* _Supplied records_:
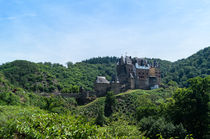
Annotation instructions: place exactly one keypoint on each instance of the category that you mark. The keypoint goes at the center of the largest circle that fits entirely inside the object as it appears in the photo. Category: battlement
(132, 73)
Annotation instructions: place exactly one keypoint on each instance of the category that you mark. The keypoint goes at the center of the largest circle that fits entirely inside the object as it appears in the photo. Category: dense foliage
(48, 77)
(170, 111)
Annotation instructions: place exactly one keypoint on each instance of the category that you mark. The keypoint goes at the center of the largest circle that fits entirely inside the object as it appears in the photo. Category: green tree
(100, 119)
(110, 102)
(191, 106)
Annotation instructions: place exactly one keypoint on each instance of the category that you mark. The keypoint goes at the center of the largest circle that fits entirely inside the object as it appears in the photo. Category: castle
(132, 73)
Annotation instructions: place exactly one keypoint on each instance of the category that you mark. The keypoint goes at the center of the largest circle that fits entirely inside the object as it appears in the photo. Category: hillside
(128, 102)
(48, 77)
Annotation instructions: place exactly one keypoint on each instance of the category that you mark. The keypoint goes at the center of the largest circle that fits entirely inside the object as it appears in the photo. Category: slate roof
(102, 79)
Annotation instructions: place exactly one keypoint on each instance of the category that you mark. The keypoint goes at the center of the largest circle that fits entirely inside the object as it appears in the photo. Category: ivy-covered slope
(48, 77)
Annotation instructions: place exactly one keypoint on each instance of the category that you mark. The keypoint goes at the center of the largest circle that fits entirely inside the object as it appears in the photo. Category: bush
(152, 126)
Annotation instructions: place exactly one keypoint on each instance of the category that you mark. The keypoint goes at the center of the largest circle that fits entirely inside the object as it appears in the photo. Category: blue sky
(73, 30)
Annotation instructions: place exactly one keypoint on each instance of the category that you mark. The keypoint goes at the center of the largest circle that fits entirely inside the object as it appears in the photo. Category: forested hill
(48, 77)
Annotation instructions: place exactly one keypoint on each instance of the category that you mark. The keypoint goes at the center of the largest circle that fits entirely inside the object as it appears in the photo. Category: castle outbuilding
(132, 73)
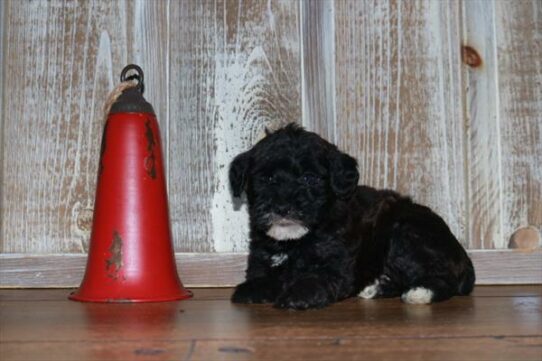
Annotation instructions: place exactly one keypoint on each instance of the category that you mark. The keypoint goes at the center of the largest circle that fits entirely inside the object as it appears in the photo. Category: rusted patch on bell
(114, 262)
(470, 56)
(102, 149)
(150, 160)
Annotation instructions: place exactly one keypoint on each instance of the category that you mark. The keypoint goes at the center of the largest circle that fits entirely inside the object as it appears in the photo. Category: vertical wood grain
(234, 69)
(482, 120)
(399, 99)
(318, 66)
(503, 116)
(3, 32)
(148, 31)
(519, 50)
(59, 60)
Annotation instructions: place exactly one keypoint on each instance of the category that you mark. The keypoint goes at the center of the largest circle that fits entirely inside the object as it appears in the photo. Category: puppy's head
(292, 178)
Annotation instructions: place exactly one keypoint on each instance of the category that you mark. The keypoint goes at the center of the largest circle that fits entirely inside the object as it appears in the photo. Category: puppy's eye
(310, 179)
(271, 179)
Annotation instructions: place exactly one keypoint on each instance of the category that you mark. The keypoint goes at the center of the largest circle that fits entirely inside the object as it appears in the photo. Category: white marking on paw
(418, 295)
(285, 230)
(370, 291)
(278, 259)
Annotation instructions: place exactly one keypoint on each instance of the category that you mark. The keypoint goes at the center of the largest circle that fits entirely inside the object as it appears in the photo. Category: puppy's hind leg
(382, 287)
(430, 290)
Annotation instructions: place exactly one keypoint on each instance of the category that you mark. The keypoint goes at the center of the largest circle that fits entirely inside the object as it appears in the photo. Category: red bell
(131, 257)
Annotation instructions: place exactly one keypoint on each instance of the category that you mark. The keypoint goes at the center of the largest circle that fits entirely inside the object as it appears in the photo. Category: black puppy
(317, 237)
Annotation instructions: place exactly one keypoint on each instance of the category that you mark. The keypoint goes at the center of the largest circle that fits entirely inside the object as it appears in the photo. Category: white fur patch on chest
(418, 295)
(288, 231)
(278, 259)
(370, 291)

* _Task prompt_: Take the lines above from the one holding "Category: red bell" to the last and output them exactly.

* _Result below_:
Annotation instructions: place exactly one keypoint on each instance of the category that you mark. The keypoint goes at the center of the largest circle that fits entirely inside the object as it appears in the photo. Category: red bell
(131, 257)
Annotation instructions: place exactly one keypoint on each instance of the category that you mark. The keypoint goes at the center of the largest circle that fits entirely inside the object as it appears in the photo. Category: black puppy
(317, 237)
Annotation instructions: place exactly one keypoint on each instance of the category that you mark. The keypoint goes at the center of the largest circle that fits entirely inside the object as it appears in the photo. Category: white fur patch on chest
(418, 295)
(288, 231)
(278, 259)
(370, 291)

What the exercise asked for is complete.